■ **EXTRAIT CHOISI**:
··········
Fin juillet, la presse spéculait sur une revente de l’entreprise de sécurité informatique NSO. Le fonds Novalpina, qui possède deux tiers de NSO depuis 2019, serait sur le point d’être évincé par la Berkeley Research Group. Un tour dans le LBR confirme l’arrivée des Californiens.
Ce n’est pas la première fois que NSO, la firme israélienne accusée d’avoir laissé des gouvernements autoritaires utiliser ses logiciels pour cibler des activistes et des journalistes, passe sous pavillon californien. En 2014 déjà, NSO, alors une start-up parmi tant d’autres, est reprise par la firme d’investissement californienne Francisco Partners. Dès lors, avec l’enregistrement d’OSY Technologies, le financement du créateur de logiciels d’espionnage – dont «Pegasus» – passe par le Luxembourg. Sous l’égide de Francisco Partners, la structure va connaître une expansion européenne aussi bien en Chypre, qu’en Bulgarie – où NSO avait obtenu avec succès des licences d’exportation pour ses produits à partir de pays membres de l’UE.
En 2019, Francisco Partners quitte le navire et NSO Group est repris par ses fondateurs, épaulé en cela par la firme de Private Equity londonienne Novalpina – qui a dans son portefeuille aussi les casinos de la Olympic Entertainment Group estonienne et le laboratoire pharmaceutique français X.O. Fondée par Stephen Peel, un ex-champion olympique d’aviron et ses partenaires Stefan Kowski et Bastian Lueken, Novalpina acquiert deux tiers de NSO et change profondément la structure financière.
Stephen Peel de retour aux manettes
Désormais, NSO fait part d’une construction pyramidale d’emboîtements de Sociétés de Participation Financière (Soparfis) et de Sociétés en commandite spéciale (SCSp) qui sont majoritairement logés au Grand-Duché. Un rapport d’Amnesty International, Privacy International et de l’ONG SOMO sorti en mai détaille l’évolution de NSO sous ses différentes formes.
Dans les feux des projecteurs depuis la publication du «Pegasus Project» par un collectif de journalistes coordonné par l’ONG parisienne «Forbidden Stories», le fabricant de logiciels d’espionnage israélien NSO est dans de mauvais draps. S’y ajoute une lutte pour l’influence au sein de Novalpina qui a occupé les tribunaux luxembourgeois.
··········
Lignes du jeu de données

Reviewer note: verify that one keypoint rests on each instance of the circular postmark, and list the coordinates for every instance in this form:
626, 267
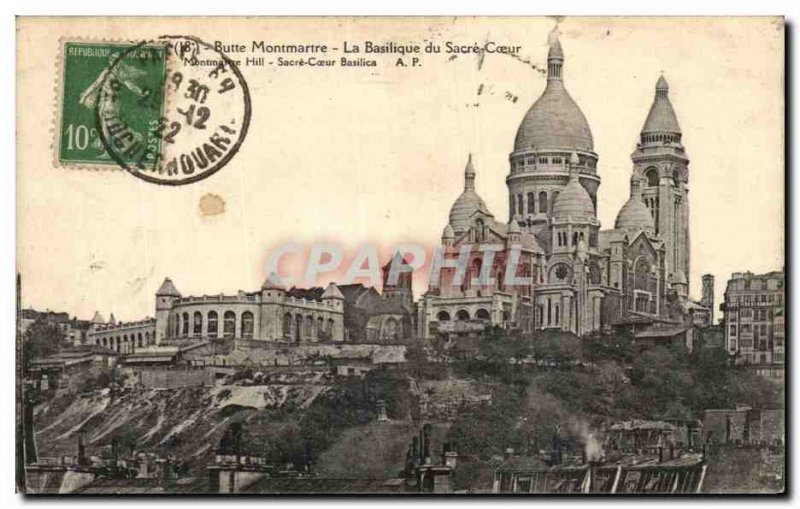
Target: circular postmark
173, 110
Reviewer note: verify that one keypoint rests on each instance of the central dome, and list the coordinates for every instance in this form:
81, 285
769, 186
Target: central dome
554, 122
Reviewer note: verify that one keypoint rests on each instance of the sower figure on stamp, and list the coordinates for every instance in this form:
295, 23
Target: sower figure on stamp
103, 90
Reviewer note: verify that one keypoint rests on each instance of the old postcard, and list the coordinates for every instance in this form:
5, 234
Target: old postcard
423, 255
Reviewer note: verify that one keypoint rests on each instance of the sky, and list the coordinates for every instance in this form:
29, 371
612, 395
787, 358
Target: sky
359, 156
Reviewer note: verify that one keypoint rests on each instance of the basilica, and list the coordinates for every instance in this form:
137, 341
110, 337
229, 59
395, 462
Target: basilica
579, 277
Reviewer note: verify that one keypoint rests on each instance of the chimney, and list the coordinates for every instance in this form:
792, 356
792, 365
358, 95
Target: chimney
426, 444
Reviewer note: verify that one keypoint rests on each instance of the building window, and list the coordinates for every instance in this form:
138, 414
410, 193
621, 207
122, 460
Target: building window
212, 324
543, 202
298, 328
247, 325
287, 326
310, 326
197, 325
651, 174
229, 324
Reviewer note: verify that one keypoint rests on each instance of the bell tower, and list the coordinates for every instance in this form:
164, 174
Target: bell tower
660, 160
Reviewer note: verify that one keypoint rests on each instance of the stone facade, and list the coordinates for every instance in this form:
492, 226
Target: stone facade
271, 314
753, 317
123, 337
579, 278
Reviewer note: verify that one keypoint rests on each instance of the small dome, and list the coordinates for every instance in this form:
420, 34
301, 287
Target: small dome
555, 50
332, 292
661, 118
467, 203
448, 232
573, 202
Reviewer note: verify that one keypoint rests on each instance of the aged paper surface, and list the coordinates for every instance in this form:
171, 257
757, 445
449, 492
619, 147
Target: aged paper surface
400, 255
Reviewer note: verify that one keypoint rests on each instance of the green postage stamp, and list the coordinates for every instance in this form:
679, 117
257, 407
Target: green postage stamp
100, 80
171, 110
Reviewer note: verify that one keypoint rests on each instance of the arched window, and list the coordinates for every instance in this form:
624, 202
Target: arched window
543, 202
229, 324
197, 324
479, 230
390, 329
213, 324
310, 326
287, 326
247, 325
651, 174
475, 269
298, 328
641, 273
482, 314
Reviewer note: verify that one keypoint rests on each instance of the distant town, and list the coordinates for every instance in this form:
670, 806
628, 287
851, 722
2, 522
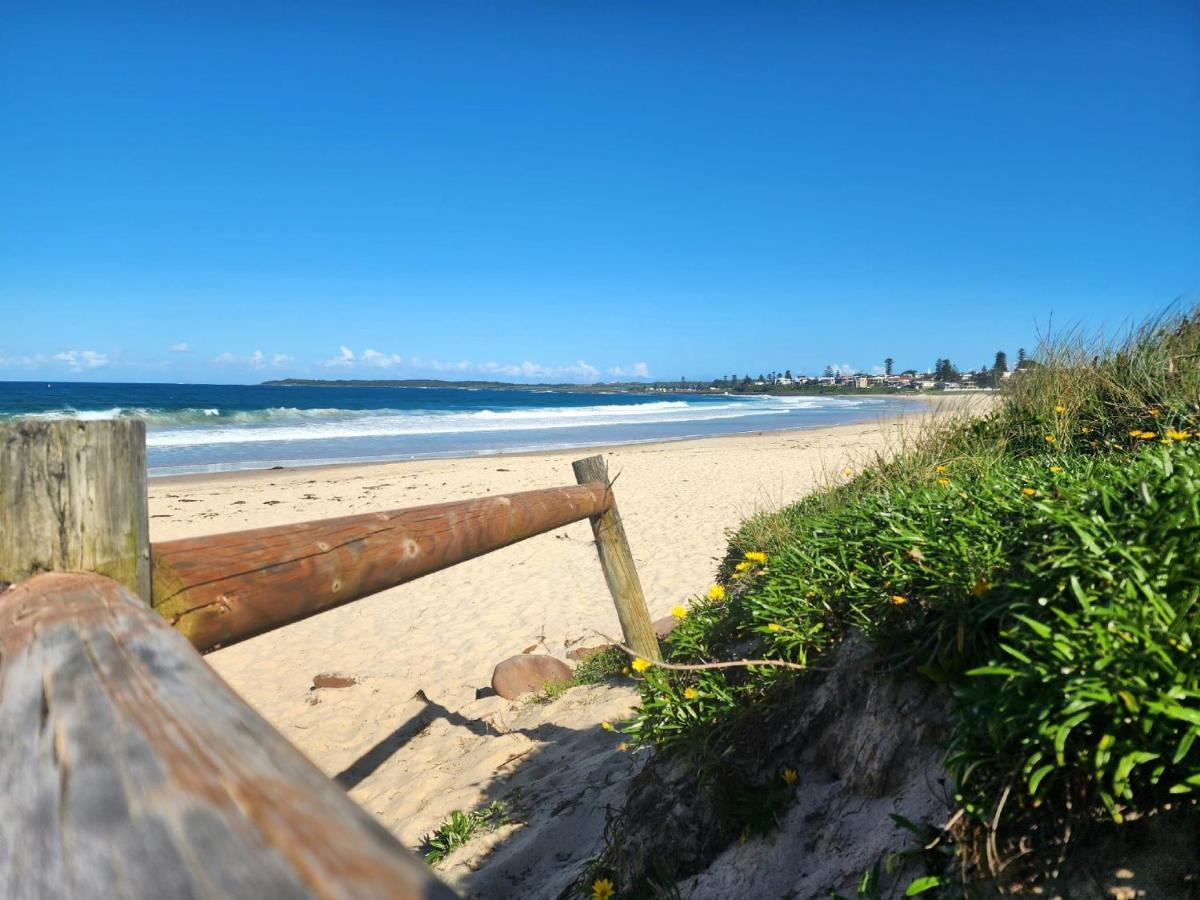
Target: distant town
943, 376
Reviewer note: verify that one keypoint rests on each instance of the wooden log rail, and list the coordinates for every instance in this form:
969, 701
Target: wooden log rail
127, 767
225, 588
131, 769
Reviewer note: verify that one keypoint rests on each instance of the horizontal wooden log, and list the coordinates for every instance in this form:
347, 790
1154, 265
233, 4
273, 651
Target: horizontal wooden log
129, 768
225, 588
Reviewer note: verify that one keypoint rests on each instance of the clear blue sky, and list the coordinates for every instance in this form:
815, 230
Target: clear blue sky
231, 192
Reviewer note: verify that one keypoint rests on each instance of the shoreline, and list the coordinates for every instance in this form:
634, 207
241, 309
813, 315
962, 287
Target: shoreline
952, 403
418, 732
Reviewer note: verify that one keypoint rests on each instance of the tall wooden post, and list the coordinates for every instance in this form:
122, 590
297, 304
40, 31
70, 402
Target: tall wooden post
618, 567
73, 498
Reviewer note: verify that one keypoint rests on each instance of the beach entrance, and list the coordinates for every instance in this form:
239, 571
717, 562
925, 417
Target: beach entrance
130, 766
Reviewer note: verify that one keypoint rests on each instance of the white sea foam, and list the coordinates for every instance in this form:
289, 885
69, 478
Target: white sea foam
209, 426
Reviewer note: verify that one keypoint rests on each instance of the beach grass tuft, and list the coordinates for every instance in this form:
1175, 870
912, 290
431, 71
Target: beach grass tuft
1039, 562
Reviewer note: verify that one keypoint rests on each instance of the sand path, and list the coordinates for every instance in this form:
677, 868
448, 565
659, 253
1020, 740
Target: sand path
411, 739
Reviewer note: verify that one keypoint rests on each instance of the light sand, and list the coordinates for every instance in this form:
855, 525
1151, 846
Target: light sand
411, 741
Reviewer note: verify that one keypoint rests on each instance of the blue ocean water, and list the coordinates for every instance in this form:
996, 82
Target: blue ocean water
214, 427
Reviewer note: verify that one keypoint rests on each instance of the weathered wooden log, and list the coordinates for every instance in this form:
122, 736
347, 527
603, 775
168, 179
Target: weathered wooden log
73, 497
617, 562
129, 768
225, 588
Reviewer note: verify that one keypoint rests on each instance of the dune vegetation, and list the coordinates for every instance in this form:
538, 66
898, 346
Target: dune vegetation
1041, 564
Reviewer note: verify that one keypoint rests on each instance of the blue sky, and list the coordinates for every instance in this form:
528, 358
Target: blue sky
567, 191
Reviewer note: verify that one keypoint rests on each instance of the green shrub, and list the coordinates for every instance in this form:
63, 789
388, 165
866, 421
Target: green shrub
1095, 684
1041, 561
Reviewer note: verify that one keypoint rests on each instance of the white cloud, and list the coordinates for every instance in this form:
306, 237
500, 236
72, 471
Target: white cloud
342, 360
381, 360
81, 360
255, 360
639, 370
580, 370
372, 358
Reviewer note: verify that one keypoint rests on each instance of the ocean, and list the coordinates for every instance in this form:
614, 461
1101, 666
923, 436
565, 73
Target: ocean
220, 427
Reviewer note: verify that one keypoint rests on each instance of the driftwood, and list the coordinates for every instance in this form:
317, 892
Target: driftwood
131, 769
225, 588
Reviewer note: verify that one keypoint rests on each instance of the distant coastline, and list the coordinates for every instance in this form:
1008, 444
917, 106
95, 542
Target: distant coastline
667, 388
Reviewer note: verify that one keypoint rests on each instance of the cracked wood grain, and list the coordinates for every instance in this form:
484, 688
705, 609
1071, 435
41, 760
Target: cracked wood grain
131, 769
73, 497
223, 588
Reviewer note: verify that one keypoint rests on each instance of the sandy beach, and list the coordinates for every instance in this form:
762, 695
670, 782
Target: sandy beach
412, 739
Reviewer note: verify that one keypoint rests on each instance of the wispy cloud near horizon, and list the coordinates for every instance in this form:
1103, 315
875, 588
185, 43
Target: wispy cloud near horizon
527, 370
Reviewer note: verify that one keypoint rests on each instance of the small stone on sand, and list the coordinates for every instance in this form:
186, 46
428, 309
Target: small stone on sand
521, 675
331, 679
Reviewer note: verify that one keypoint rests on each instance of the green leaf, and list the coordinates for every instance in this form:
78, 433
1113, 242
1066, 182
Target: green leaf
1037, 777
993, 670
922, 885
1038, 628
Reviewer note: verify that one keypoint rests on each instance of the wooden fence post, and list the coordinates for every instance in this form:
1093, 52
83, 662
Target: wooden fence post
73, 498
618, 565
127, 767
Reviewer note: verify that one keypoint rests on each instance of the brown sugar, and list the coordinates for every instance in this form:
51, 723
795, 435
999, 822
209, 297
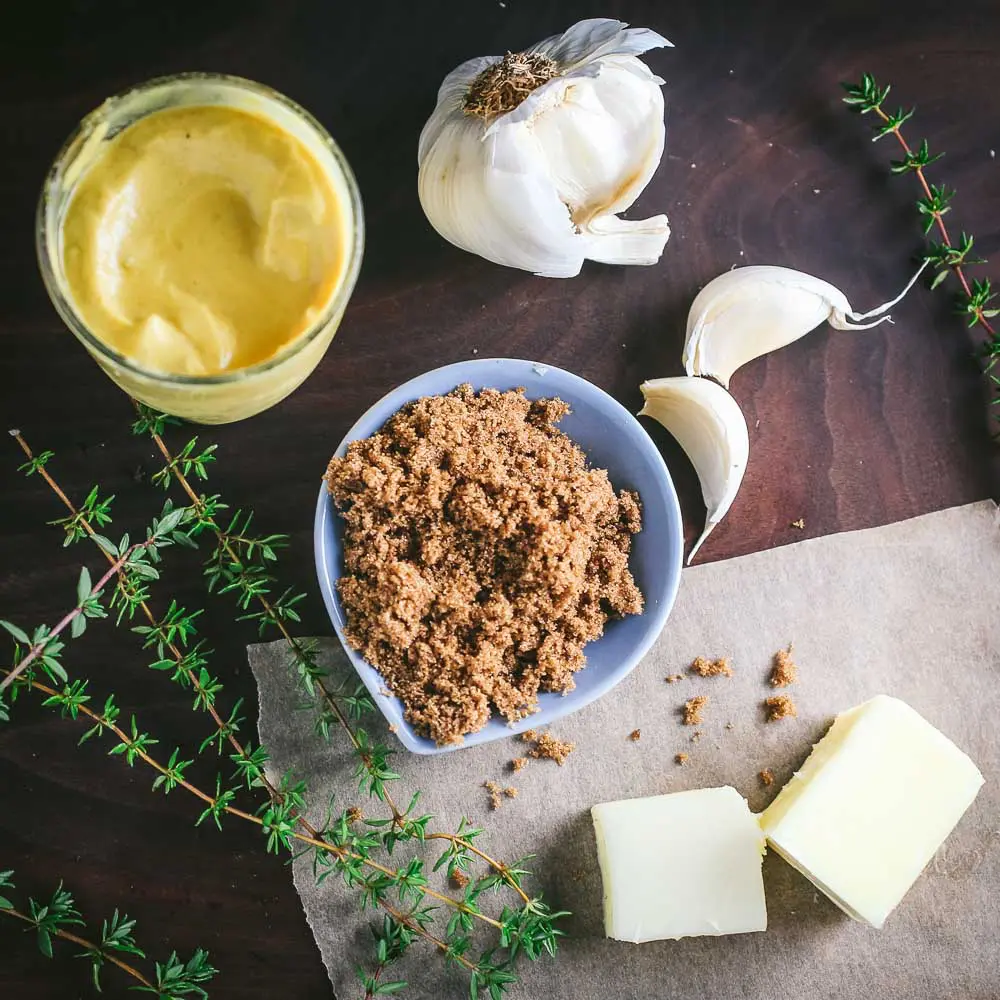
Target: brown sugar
549, 748
784, 671
481, 555
496, 794
704, 667
779, 707
693, 708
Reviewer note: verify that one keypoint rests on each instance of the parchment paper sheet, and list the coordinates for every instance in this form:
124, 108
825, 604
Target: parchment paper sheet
911, 609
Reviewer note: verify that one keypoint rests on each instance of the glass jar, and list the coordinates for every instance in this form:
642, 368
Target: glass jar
231, 395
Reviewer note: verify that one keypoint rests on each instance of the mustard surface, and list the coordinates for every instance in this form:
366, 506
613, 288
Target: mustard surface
202, 240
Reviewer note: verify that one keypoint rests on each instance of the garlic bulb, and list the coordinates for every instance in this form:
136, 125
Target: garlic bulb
528, 157
709, 425
751, 311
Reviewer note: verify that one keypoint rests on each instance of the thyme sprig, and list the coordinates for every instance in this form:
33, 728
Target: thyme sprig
975, 297
240, 564
172, 980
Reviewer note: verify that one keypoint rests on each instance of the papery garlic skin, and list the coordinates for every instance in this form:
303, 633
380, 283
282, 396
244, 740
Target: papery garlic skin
751, 311
539, 187
709, 425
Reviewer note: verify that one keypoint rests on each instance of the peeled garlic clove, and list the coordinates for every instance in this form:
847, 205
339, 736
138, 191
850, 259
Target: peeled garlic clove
528, 158
754, 310
709, 425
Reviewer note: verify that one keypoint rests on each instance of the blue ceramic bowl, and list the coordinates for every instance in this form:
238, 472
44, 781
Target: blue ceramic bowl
612, 439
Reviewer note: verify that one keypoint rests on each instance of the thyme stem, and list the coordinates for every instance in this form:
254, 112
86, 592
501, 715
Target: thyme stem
84, 943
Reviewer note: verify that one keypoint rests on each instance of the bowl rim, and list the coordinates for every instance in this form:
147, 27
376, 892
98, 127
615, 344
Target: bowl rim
325, 517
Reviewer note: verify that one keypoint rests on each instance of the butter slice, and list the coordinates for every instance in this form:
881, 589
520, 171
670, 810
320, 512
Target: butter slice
876, 798
680, 865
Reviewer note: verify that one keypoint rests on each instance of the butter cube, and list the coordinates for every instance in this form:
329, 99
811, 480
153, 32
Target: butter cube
876, 798
680, 865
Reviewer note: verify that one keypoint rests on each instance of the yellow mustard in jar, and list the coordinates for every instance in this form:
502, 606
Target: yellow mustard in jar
202, 240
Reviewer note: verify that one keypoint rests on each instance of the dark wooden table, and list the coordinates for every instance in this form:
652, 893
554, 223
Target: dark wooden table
763, 165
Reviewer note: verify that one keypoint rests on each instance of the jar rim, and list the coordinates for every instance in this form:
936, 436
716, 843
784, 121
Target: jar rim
63, 303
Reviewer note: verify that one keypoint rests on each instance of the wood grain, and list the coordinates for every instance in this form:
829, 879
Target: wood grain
763, 166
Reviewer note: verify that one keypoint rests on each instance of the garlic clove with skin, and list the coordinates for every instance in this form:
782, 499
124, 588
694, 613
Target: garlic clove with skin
528, 158
709, 425
754, 310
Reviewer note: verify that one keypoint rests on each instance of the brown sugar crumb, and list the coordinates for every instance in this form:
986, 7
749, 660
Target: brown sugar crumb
704, 667
549, 748
481, 555
780, 707
693, 709
496, 794
784, 671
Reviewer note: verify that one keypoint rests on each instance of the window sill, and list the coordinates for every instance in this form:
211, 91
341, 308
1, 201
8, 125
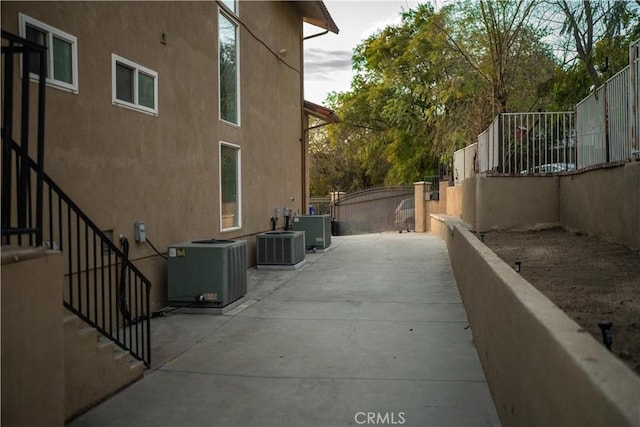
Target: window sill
135, 108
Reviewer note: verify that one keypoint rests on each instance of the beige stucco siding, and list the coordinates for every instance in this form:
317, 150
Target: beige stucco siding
121, 165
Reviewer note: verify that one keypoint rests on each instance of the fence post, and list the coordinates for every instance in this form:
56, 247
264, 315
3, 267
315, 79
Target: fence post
634, 120
421, 213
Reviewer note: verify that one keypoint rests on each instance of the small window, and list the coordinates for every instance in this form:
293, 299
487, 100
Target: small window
134, 86
231, 5
230, 194
62, 53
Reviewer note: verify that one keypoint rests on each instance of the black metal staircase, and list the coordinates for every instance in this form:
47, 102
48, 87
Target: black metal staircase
102, 286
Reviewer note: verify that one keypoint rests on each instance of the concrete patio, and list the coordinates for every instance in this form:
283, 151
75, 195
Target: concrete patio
370, 332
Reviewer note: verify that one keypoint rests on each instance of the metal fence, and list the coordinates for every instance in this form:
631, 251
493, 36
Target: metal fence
521, 143
370, 211
604, 129
321, 205
604, 121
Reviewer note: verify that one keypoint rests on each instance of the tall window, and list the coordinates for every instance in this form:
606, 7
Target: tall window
228, 66
134, 86
230, 194
62, 52
231, 4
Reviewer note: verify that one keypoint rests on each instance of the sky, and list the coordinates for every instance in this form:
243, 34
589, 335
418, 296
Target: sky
327, 58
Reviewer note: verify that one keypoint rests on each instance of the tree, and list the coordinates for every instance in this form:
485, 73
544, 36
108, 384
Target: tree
599, 22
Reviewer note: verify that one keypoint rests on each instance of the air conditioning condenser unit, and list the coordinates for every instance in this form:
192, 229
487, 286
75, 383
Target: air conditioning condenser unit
317, 230
207, 273
280, 249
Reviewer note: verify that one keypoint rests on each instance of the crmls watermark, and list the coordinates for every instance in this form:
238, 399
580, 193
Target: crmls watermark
380, 418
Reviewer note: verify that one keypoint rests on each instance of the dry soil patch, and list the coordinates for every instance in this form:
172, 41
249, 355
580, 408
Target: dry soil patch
590, 279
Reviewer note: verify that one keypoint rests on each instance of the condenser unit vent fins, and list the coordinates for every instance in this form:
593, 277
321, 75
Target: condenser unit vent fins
207, 272
280, 248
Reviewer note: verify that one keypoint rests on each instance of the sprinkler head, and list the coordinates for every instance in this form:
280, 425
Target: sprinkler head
607, 333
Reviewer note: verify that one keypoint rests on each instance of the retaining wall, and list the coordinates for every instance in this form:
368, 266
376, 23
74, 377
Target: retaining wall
541, 366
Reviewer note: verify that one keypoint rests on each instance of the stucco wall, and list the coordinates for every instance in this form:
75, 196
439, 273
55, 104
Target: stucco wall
542, 368
32, 338
603, 202
516, 202
121, 166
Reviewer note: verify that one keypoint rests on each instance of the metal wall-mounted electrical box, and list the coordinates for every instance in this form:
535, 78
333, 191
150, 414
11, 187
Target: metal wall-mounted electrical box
280, 248
317, 230
210, 273
139, 231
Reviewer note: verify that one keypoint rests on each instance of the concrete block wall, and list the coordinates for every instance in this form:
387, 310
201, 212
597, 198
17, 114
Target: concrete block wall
603, 202
542, 368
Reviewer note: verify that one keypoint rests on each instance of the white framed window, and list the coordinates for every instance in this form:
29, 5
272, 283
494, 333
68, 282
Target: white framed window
231, 5
62, 53
228, 69
133, 85
230, 187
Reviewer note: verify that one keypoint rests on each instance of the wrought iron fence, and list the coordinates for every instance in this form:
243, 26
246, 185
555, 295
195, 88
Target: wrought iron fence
372, 210
536, 142
605, 119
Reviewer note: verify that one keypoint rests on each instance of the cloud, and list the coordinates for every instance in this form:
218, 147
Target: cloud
321, 64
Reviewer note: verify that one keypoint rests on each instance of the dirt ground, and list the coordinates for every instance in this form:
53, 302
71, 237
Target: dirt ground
591, 280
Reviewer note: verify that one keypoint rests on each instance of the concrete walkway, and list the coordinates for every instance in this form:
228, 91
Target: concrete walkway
370, 332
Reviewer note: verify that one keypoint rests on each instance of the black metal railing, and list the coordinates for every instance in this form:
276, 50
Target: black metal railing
102, 286
20, 224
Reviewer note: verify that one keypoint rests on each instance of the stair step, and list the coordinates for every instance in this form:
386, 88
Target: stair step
87, 330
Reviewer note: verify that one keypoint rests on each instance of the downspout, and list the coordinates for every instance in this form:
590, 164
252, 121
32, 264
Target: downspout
304, 140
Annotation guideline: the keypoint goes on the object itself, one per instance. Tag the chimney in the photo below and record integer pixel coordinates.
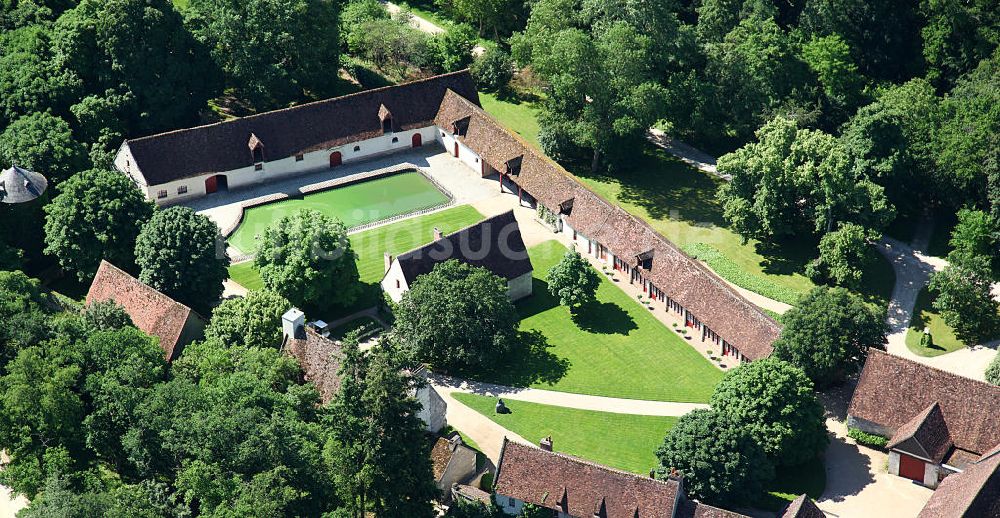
(293, 324)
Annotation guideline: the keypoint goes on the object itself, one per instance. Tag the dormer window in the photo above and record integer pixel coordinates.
(386, 117)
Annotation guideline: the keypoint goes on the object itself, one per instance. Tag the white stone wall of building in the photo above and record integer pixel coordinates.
(394, 283)
(519, 287)
(282, 167)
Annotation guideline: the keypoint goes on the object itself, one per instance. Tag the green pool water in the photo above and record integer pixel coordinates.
(355, 204)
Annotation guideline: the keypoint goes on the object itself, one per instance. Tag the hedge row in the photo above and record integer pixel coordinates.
(867, 439)
(729, 270)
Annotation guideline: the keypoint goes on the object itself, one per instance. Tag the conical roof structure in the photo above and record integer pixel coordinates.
(19, 185)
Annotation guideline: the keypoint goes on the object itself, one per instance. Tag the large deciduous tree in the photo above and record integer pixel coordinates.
(274, 52)
(573, 280)
(96, 215)
(307, 258)
(721, 463)
(181, 254)
(963, 296)
(251, 321)
(140, 48)
(828, 334)
(44, 143)
(796, 180)
(457, 316)
(843, 256)
(602, 62)
(774, 402)
(378, 448)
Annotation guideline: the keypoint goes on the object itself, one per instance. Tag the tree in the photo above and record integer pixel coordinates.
··········
■ **TÂCHE À RÉALISER 1**:
D'après l'extrait choisi, quelle firme d'investissement californienne a repris NSO en 2014 ?
■ **TÂCHE À RÉALISER 2**:
Reproduisez tel quel le passage de l'extrait choisi qui commence par « Stephen Peel de » et se poursuit jusqu'à « les tribunaux luxembourgeois. ».

■ **ZONE DE RÉPONSE 1**:
Francisco Partners.

■ **ZONE DE RÉPONSE 2**:
Stephen Peel de retour aux manettes
Désormais, NSO fait part d’une construction pyramidale d’emboîtements de Sociétés de Participation Financière (Soparfis) et de Sociétés en commandite spéciale (SCSp) qui sont majoritairement logés au Grand-Duché. Un rapport d’Amnesty International, Privacy International et de l’ONG SOMO sorti en mai détaille l’évolution de NSO sous ses différentes formes.
Dans les feux des projecteurs depuis la publication du «Pegasus Project» par un collectif de journalistes coordonné par l’ONG parisienne «Forbidden Stories», le fabricant de logiciels d’espionnage israélien NSO est dans de mauvais draps. S’y ajoute une lutte pour l’influence au sein de Novalpina qui a occupé les tribunaux luxembourgeois.